-------- Material supplied --------

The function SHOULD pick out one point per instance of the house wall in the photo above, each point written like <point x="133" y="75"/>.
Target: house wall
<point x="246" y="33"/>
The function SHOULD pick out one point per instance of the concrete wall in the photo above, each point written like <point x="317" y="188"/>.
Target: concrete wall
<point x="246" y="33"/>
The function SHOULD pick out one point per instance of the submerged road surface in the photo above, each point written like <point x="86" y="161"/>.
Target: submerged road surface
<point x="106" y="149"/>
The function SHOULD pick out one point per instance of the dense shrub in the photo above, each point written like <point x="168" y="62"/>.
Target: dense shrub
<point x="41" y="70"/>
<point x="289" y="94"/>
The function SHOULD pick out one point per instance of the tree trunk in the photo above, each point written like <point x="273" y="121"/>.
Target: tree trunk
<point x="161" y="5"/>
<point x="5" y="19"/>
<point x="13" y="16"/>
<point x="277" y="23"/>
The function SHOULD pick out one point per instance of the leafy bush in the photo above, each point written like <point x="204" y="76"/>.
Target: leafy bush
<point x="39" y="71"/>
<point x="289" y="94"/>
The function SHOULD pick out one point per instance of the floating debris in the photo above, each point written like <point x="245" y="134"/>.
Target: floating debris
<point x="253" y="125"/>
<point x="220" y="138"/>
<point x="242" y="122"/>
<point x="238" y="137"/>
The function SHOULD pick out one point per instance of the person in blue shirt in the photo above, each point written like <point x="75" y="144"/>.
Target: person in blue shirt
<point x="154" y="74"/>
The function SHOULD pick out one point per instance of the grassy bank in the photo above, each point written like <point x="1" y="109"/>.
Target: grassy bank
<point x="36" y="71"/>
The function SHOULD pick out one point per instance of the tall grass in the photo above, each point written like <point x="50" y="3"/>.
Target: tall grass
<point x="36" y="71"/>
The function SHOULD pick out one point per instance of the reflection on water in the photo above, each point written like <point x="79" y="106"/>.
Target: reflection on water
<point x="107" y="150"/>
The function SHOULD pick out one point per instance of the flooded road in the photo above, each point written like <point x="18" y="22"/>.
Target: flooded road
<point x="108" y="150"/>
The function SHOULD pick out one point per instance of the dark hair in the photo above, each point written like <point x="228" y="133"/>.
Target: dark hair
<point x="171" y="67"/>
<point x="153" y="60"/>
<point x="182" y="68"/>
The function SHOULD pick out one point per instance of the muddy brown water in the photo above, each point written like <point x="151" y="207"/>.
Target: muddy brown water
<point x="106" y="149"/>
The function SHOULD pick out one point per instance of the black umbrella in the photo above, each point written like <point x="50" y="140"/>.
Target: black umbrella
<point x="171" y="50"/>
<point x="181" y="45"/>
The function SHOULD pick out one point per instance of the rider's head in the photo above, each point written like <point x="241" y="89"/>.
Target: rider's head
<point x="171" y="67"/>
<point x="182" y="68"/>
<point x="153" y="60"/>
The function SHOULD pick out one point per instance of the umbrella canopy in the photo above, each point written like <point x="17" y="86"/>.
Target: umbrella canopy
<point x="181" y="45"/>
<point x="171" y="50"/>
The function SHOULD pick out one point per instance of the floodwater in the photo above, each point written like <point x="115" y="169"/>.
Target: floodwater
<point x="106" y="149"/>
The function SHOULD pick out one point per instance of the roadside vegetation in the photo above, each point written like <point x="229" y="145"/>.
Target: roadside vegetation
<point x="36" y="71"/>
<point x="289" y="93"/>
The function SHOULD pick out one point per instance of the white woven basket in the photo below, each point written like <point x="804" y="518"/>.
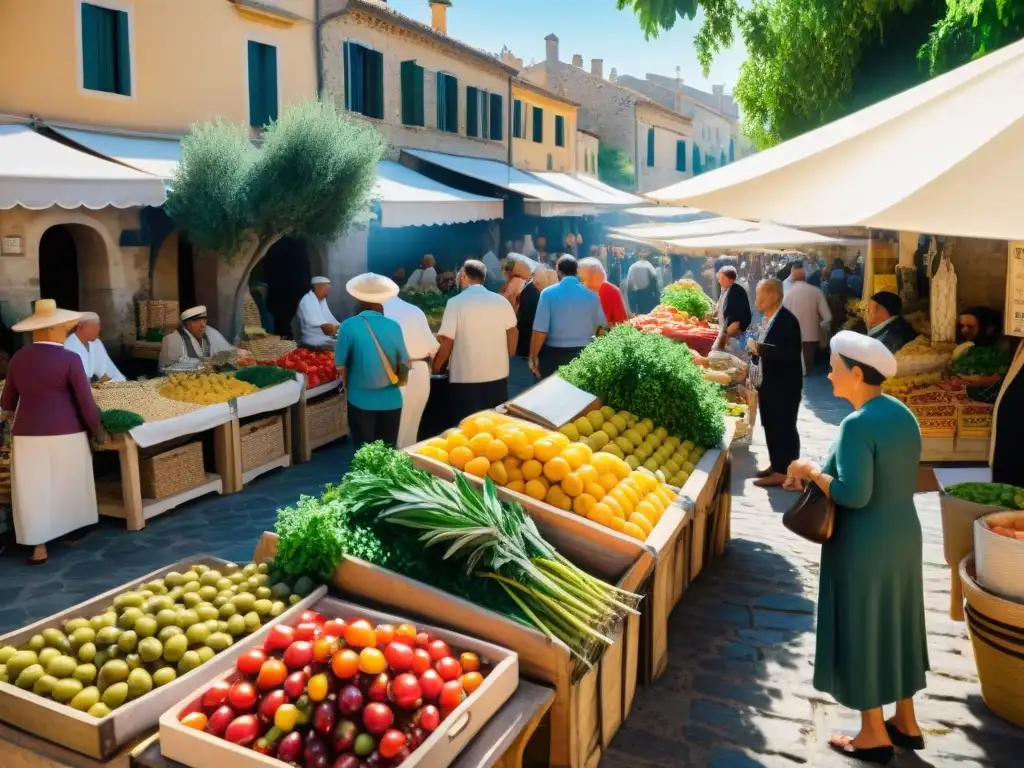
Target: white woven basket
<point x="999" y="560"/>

--------
-------- Material supplied --------

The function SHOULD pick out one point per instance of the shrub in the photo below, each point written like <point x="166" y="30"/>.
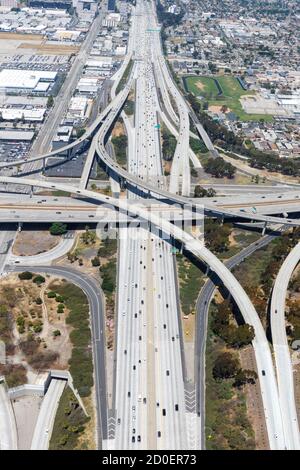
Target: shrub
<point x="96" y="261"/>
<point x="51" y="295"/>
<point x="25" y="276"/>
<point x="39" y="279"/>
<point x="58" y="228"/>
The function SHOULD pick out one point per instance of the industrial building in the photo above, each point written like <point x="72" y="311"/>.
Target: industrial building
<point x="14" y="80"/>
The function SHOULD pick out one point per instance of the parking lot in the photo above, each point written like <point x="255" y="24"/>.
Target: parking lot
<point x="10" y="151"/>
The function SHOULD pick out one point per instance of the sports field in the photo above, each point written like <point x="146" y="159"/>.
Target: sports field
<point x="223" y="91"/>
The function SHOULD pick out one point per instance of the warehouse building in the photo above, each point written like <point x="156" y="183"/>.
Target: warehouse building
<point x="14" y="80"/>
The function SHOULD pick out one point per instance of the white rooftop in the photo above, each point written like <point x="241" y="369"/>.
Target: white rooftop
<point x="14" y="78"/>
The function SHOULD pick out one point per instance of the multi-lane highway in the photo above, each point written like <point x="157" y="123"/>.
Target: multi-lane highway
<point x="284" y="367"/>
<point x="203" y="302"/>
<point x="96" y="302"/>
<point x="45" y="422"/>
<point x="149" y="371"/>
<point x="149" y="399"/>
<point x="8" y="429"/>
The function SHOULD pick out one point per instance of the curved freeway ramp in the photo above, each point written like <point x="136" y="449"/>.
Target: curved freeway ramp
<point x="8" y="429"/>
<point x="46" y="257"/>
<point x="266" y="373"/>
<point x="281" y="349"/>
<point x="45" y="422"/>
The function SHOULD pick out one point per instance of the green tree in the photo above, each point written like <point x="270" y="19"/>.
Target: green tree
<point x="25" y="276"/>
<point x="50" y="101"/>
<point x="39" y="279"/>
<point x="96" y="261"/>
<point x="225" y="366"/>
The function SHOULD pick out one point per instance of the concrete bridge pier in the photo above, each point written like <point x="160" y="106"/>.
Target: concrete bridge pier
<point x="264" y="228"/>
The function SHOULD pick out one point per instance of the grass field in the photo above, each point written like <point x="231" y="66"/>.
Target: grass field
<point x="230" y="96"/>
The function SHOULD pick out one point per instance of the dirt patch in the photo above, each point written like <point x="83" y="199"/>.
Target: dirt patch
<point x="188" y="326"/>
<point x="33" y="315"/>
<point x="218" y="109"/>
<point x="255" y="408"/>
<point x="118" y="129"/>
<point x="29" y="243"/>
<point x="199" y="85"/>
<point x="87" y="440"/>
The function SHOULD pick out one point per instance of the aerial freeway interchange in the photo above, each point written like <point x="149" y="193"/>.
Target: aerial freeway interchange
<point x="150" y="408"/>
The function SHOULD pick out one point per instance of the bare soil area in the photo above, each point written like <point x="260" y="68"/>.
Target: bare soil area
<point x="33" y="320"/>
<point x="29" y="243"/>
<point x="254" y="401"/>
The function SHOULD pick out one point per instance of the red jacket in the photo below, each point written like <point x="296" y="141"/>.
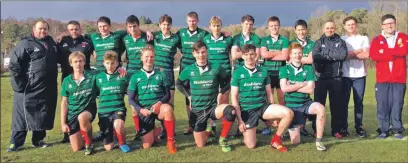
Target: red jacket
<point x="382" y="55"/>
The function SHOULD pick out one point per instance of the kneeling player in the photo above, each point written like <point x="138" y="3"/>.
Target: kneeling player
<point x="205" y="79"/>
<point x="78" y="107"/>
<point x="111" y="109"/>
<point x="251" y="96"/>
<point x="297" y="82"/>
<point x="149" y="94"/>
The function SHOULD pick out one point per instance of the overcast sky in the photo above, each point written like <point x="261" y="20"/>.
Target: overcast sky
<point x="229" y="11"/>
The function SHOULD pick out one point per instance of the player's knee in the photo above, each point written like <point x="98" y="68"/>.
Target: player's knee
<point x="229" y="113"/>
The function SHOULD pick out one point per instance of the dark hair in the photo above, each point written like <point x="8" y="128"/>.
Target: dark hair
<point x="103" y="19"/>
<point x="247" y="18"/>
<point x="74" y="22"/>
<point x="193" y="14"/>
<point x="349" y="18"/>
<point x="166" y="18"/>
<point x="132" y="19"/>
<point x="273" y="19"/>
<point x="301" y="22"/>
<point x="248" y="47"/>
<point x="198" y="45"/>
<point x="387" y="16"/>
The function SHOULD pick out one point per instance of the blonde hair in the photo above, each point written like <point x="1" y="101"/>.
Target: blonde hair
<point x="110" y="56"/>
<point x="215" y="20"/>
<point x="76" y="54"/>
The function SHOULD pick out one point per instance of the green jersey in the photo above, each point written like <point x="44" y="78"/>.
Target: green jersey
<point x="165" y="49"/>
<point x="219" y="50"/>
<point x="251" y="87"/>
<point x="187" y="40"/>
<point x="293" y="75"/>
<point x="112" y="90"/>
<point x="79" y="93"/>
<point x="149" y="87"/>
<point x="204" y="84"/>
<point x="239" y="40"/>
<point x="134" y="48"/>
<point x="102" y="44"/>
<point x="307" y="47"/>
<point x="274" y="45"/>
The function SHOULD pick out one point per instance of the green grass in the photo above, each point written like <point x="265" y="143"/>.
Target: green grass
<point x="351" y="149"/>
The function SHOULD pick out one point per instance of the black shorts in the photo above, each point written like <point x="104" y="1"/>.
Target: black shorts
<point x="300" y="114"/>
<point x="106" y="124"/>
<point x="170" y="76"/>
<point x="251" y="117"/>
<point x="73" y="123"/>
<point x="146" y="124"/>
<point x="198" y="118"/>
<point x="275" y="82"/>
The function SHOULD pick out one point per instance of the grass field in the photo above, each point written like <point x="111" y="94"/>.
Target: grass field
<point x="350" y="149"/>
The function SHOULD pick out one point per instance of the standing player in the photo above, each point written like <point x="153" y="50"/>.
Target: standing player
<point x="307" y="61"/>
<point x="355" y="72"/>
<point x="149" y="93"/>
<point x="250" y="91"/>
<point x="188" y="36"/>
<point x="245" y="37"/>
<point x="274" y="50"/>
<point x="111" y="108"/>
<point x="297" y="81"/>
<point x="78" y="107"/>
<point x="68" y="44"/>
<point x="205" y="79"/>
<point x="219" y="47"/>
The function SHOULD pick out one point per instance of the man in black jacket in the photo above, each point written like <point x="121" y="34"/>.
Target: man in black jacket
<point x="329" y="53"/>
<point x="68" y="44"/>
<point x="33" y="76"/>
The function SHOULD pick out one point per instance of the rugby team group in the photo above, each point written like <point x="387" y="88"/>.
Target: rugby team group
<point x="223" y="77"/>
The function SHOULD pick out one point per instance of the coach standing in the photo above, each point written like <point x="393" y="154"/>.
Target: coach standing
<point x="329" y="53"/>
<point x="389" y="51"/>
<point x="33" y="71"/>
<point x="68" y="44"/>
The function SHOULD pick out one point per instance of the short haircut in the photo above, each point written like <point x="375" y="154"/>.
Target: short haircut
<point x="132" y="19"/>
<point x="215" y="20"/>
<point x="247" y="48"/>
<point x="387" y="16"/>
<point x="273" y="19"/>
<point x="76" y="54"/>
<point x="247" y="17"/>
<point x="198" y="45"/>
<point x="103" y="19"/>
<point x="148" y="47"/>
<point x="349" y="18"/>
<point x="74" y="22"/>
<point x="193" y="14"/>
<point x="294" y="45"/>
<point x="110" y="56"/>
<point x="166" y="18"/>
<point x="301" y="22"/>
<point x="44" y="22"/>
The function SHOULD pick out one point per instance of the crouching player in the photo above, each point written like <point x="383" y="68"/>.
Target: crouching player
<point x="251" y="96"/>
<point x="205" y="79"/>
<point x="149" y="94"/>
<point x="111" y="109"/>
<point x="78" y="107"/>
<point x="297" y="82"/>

--------

> [Assigned task]:
Go through the records above and copy every line with the word "below".

> [Task result]:
The function SHOULD pick out one point per instance of the white woven basket in the photo below, each point written like <point x="804" y="518"/>.
The function SHOULD pick out one point per instance of the shrub in the photo below, each point written like <point x="166" y="30"/>.
The function SHOULD pick out one point per instance of the red jacket in the photo below, each point written like <point x="296" y="141"/>.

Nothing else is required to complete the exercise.